** Data provided follows **

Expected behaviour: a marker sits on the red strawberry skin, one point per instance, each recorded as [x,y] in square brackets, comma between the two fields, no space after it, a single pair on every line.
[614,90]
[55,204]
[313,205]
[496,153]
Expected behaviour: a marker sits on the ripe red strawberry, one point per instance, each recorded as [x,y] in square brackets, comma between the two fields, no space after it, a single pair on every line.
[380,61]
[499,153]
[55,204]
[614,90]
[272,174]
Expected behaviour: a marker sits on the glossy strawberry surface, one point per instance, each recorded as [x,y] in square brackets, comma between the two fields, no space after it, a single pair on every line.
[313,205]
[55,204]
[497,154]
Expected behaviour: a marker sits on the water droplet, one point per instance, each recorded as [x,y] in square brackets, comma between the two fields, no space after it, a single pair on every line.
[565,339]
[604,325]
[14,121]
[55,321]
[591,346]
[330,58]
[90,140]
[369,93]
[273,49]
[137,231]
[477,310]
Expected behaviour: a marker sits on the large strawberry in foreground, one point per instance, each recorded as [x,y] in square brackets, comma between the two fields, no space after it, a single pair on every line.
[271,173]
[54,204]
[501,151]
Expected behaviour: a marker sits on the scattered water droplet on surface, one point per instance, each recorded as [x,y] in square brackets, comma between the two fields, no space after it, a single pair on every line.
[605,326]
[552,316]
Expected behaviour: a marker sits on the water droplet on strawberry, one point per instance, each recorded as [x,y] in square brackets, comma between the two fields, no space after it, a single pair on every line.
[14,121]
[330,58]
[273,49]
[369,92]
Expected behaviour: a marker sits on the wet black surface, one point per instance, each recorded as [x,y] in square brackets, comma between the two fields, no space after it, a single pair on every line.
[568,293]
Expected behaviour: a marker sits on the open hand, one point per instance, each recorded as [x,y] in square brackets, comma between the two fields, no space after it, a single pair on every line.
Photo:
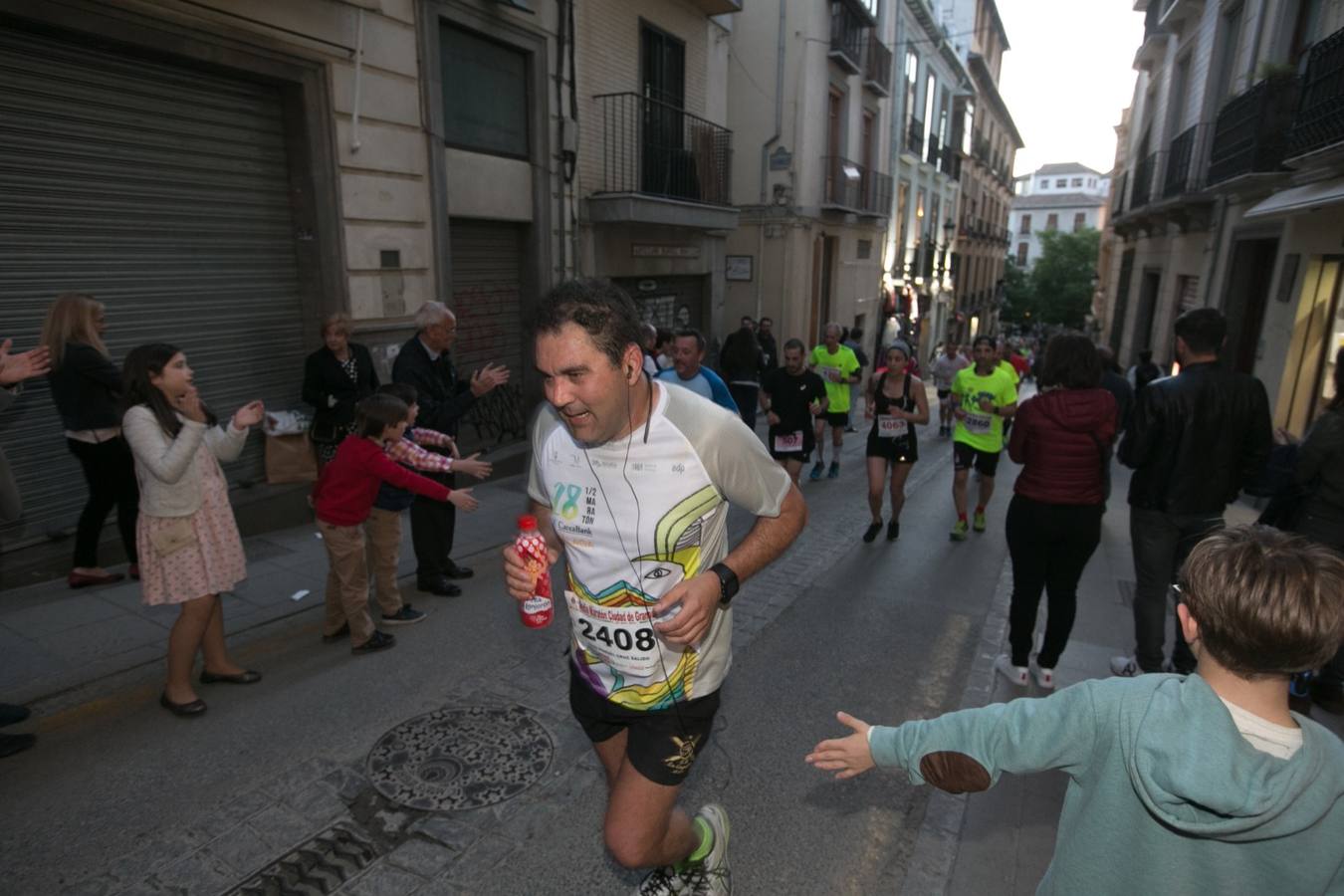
[463,500]
[16,368]
[699,599]
[471,466]
[249,414]
[518,576]
[488,377]
[847,757]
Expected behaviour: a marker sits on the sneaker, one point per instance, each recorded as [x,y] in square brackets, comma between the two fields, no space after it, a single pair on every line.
[1125,666]
[1044,677]
[403,617]
[1014,675]
[376,641]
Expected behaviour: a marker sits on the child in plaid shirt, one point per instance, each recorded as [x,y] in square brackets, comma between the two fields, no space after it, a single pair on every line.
[384,520]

** End of Data provided **

### Assignment
Since the pictures are not wanted, repeat only the rest of the material, exactly as given.

### Written solution
Expected behaviour: a marker sits on the red strawberry skin, one point per instance, each recorded as [x,y] in square brackets, comma between the two fields, no space after it, a single pair on every line.
[614,90]
[55,204]
[313,205]
[496,153]
Expected behaviour: a marker sits on the ripe red strawberry, one point per instance, each recorded as [x,y] in square brackets, comma between the two fields, no space after it, a single pair on every line.
[380,61]
[499,153]
[55,204]
[614,90]
[272,174]
Expected behaviour: a marker sits on the glossy strawberry surface, one point per instance, each recorded as [x,y] in square brackets, comma between the two fields, no space after it, a single pair on every line.
[313,205]
[55,204]
[497,154]
Expected behaviour: a marker sits on the water droplet, one point per instance, each recorded as [x,y] in square brackets, comma between the two fields, no space after it, a single pair on every line.
[565,339]
[604,325]
[14,121]
[55,321]
[591,346]
[330,58]
[90,140]
[369,93]
[273,49]
[137,231]
[477,310]
Expected behaviour: a marker sits on the large strawberry in foreground, one point per instance, each recorded as [x,y] in square brackets, comma between the two fields, no space after it, a single pair on every line.
[271,173]
[54,204]
[501,151]
Expected behaviour: a marker sits on the scattered water droplet on surface, one point per instance, each recorded as [x,y] in square brackets, comma between the two fields, no space after it, a single pair on every line.
[605,326]
[552,316]
Expected behaviour: a marker sits on the water droplet on strawberry, one point per instance, each recorded as [x,y] in square brackets, comma between the two fields, no space after it, a single pair on every line.
[14,121]
[330,58]
[273,49]
[369,92]
Expected behaviour: a marker sits on the wet black surface, one point per instance, each recorded as [x,y] in square brackets, comma between the two fields, no space after it, a single pair on every line.
[568,293]
Expected behaviour: a marker sits on the open hand, one point per instance, each recorded as [x,y] in square brackets, comma between the two fields, no space after it, a single pair on every line.
Photo:
[463,500]
[16,368]
[699,599]
[471,466]
[249,414]
[518,576]
[488,377]
[847,757]
Expected behaviour: a marker sits on the sneaker, one point per instance, each recorded as [x,y] in square brackets, comma between the two fields, no space after it, a single pair on every line.
[1125,666]
[1044,677]
[403,617]
[1014,675]
[376,641]
Expected behaviour: a marker sits on the child in plaid shirt, one point per instance, each recorded as [x,y] in square brackets, comma between the two fields, no space after it, a single pair on every line.
[384,520]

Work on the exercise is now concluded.